Problem details:
Quote every line of the records below verbatim, from the first to the last.

Records provided:
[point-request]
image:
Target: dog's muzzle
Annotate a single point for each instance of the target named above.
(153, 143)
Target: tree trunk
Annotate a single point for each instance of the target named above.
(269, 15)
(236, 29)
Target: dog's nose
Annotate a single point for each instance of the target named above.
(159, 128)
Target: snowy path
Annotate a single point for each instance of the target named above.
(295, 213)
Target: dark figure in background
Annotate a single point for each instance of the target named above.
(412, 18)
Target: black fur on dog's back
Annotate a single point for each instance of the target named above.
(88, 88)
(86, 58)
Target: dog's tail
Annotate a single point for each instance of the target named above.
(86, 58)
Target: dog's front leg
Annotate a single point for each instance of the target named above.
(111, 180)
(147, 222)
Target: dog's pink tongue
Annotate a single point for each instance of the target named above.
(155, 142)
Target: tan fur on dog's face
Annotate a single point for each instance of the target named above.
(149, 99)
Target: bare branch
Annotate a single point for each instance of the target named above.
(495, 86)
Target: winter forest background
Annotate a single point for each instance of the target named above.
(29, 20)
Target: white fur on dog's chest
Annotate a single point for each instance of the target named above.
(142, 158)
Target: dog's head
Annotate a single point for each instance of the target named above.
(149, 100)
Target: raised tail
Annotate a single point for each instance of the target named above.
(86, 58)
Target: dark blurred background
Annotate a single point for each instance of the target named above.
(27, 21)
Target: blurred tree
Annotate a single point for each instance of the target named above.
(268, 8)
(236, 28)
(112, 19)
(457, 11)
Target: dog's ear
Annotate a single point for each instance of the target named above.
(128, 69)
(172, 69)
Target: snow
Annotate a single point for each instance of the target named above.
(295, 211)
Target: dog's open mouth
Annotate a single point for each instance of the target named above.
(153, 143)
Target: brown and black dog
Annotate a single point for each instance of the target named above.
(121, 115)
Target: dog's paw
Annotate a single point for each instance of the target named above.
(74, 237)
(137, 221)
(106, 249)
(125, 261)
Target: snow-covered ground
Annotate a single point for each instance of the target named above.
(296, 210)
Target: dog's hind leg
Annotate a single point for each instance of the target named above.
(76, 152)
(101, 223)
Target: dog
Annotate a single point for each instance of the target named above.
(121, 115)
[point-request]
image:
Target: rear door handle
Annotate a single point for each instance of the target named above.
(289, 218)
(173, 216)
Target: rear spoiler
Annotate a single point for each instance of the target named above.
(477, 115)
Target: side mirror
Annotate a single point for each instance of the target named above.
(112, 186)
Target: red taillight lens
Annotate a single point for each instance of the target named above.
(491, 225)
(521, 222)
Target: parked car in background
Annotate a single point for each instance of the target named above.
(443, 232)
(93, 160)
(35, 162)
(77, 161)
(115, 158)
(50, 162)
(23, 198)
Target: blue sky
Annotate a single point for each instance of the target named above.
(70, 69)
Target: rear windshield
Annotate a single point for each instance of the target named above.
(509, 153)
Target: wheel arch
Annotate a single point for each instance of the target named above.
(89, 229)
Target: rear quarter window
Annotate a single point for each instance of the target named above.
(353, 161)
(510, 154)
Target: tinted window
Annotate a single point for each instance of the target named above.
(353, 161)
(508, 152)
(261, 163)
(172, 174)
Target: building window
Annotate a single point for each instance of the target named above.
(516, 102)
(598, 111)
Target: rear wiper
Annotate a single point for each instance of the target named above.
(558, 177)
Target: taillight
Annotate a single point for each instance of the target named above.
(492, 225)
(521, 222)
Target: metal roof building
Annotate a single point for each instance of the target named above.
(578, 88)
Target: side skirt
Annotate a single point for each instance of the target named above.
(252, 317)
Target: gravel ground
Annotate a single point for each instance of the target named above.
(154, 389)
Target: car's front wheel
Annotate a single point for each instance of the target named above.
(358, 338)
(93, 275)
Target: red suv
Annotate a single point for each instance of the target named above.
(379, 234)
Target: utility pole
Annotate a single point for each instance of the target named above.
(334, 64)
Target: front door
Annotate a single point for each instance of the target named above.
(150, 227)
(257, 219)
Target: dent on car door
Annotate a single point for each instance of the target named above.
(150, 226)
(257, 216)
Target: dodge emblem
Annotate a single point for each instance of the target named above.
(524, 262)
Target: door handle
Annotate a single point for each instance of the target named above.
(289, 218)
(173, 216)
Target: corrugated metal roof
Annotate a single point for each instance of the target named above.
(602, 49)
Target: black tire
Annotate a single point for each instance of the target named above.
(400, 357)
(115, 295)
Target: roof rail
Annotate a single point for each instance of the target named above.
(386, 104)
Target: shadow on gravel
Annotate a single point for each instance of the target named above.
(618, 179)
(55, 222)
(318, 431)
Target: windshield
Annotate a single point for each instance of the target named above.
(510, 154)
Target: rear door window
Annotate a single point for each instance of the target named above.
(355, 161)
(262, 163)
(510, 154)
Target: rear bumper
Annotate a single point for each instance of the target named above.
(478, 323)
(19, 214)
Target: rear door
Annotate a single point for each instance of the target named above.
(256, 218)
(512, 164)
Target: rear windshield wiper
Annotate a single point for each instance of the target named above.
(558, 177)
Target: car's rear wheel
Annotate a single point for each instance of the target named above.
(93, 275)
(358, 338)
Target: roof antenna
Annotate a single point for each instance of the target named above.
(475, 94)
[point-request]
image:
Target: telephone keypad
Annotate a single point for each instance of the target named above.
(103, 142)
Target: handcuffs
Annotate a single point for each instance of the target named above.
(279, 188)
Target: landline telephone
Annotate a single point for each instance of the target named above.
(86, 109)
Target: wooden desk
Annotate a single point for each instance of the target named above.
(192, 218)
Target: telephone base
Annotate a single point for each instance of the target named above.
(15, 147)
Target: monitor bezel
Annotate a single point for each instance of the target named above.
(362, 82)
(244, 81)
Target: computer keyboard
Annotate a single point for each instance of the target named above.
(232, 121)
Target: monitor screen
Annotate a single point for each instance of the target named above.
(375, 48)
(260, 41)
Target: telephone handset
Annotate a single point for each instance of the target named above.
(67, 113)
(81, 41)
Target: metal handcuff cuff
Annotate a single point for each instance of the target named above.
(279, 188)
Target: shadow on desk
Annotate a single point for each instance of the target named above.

Problem solution:
[point-request]
image:
Target: dog's muzzle
Annotate a single point for each instance of the target named above.
(153, 143)
Target: tree trunk
Annotate a single point for each instance of the target named above.
(269, 15)
(236, 29)
Target: dog's nose
Annotate a single point for each instance of the target named above.
(159, 128)
Target: snowy path
Annotate a single point for each instance of the target named above.
(295, 213)
Target: dark figure in background
Annotate a single point for each instance of the target named above.
(412, 18)
Target: black fur on dog's back
Annotate a single point for each instance of the target named above.
(88, 88)
(86, 58)
Target: dog's tail
Annotate a single point for each instance of the target named above.
(86, 58)
Target: dog's front leg
Annotate a single point for each instance of the target named above.
(111, 180)
(147, 222)
Target: dog's pink tongue
Annotate a single point for each instance of the target named above.
(155, 142)
Target: tan fur on dog's face
Annotate a single point for each instance of the target named above.
(149, 99)
Target: bare branch
Annotate a single point for each instance of the target named above.
(495, 86)
Target: winter forest background
Annotate a single point for each instance of the target named above.
(29, 20)
Target: white fur on dog's chest
Annotate a single point for each instance of the target named above.
(142, 158)
Target: dog's head
Annotate a single point for each instance of the target named above.
(149, 100)
Target: raised tail
Annotate a single point for each instance of the target named above.
(86, 58)
Target: dark blurred background
Annotate a single point for each instance of the target named above.
(27, 21)
Target: blurred tree
Annotate a single point for each instance of the target named above.
(268, 8)
(236, 28)
(112, 19)
(457, 11)
Target: dog's ear
Annotate a single point for each instance of the target named above.
(128, 69)
(172, 69)
Target: snow
Annotate a single point for each instance of the target named above.
(295, 211)
Target: dog's open mouth
Annotate a single point for each instance of the target named above.
(153, 143)
Target: brown and black dog
Annotate a single point for each instance of the target named above.
(121, 115)
Target: dog's paw
Annotate a single point for each instance of the target named above.
(74, 237)
(137, 221)
(106, 249)
(125, 261)
Target: snow-covered ground
Annotate a single point for each instance of the target named above.
(296, 210)
Target: dog's hind leg
Annotate a single point for each instance of the target named above.
(76, 152)
(101, 223)
Target: dog
Annotate a single point for each instance of the target named above.
(121, 115)
[point-request]
image:
Target: rear door handle
Annotate a single point for each instance of the target named above.
(289, 218)
(173, 216)
Target: rear spoiler
Annotate a single point for each instance of the target named above.
(477, 115)
Target: side mirror
Annotate a single point for each instance of the target named above.
(112, 186)
Target: red taillight lens
Annotate a single point for each instance of the target named above.
(491, 225)
(521, 222)
Target: parked car in background
Annotate a single point for each instance of the target named above.
(443, 232)
(93, 160)
(35, 162)
(77, 161)
(115, 158)
(50, 162)
(23, 198)
Target: blue sky
Annotate a single point for each instance of the target named above.
(70, 69)
Target: rear windshield
Annotate a single point for each instance of the target named above.
(509, 153)
Target: wheel arch
Annotate a single point for each instance of the target named above.
(89, 229)
Target: rear quarter window
Annotate a single point for each instance of the target named above.
(353, 161)
(510, 154)
Target: tinted window
Annotate a single point for each instance of the target named above.
(353, 161)
(508, 152)
(261, 163)
(172, 174)
Target: building window
Annotate a single point for each instance of the target named above.
(516, 102)
(598, 111)
Target: rear wiper
Annotate a single point for each instance of the target named above.
(558, 177)
Target: taillight
Annotate a single point for each instance of the target named above.
(492, 225)
(521, 222)
Target: metal roof building
Annotate a single point for each instance of the target named above.
(578, 88)
Target: side skirt
Annotate a single point for each instance of the target named above.
(252, 317)
Target: gravel ground
Annotate a single point for each instance of the target named above.
(154, 389)
Target: car's front wheel
Annotate a single point for each instance of the target named above.
(358, 338)
(93, 275)
Target: red suv
Annotate a single point for each instance of the target named above.
(379, 234)
Target: utility pole
Annotate a single point for each instance of the target named above.
(334, 64)
Target: front door
Annotate a single point for each instance of the target named above.
(150, 227)
(257, 219)
Target: dent on car door
Annotate a single point for each instance of the target named above.
(150, 226)
(257, 216)
Target: dodge emblem
Annotate a single point for each instance of the target named above.
(524, 262)
Target: door handle
Annotate a single point for each instance of the target named above.
(289, 218)
(173, 216)
Target: corrugated metal roof
Annotate a single point for each instance of the target named above.
(602, 49)
Target: black tire
Annotate a single point for each instance of the target named above.
(400, 357)
(115, 295)
Target: roof rail
Annotate a single point for each instance of the target named above.
(386, 104)
Target: shadow on gravel
Annotate a single point for each instance of the target named above.
(618, 179)
(55, 222)
(318, 431)
Target: windshield
Annotate a single point for each instance of the target named above.
(510, 154)
Target: rear door window
Annotate a single point for each instance of the target named above.
(355, 161)
(262, 163)
(510, 154)
Target: rear bumper
Annotate a single point for each instance of the target named above.
(478, 323)
(19, 214)
Target: rear door
Annotate a single point for each instance of the target named above.
(256, 218)
(512, 164)
Target: rear windshield wiper
Annotate a single point for each instance of the target named above.
(558, 177)
Target: car's rear wheel
Annotate a single point for each instance of the target named above.
(93, 275)
(358, 338)
Target: roof antenna
Annotate a single point for each instance of the target named above.
(475, 94)
[point-request]
image:
Target: telephone keypad
Annotate a single point for each instance of the target named above.
(103, 142)
Target: handcuffs
Annotate a single point for each instance of the target named above.
(279, 188)
Target: landline telephone
Annotate a single point for each instance of the target named above.
(86, 109)
Target: wooden desk
Annotate a single point for each instance of the target named above.
(192, 218)
Target: telephone base
Annotate a single point for each instance of the target named above.
(15, 147)
Target: monitor bezel
Annotate a single point for each instance of the target named above.
(362, 82)
(244, 81)
Target: computer keyboard
Annotate a single point for each instance of the target named above.
(232, 121)
Target: monitor screen
Annotate a single point for each instance of the target named above.
(375, 48)
(260, 41)
Target: telephone handset
Annotate a single point for each instance of the target named above.
(67, 113)
(81, 41)
Target: metal handcuff cuff
Annotate a single point for each instance of the target named above.
(279, 188)
Target: shadow on desk
Annotate a single point for each instance of the target named above.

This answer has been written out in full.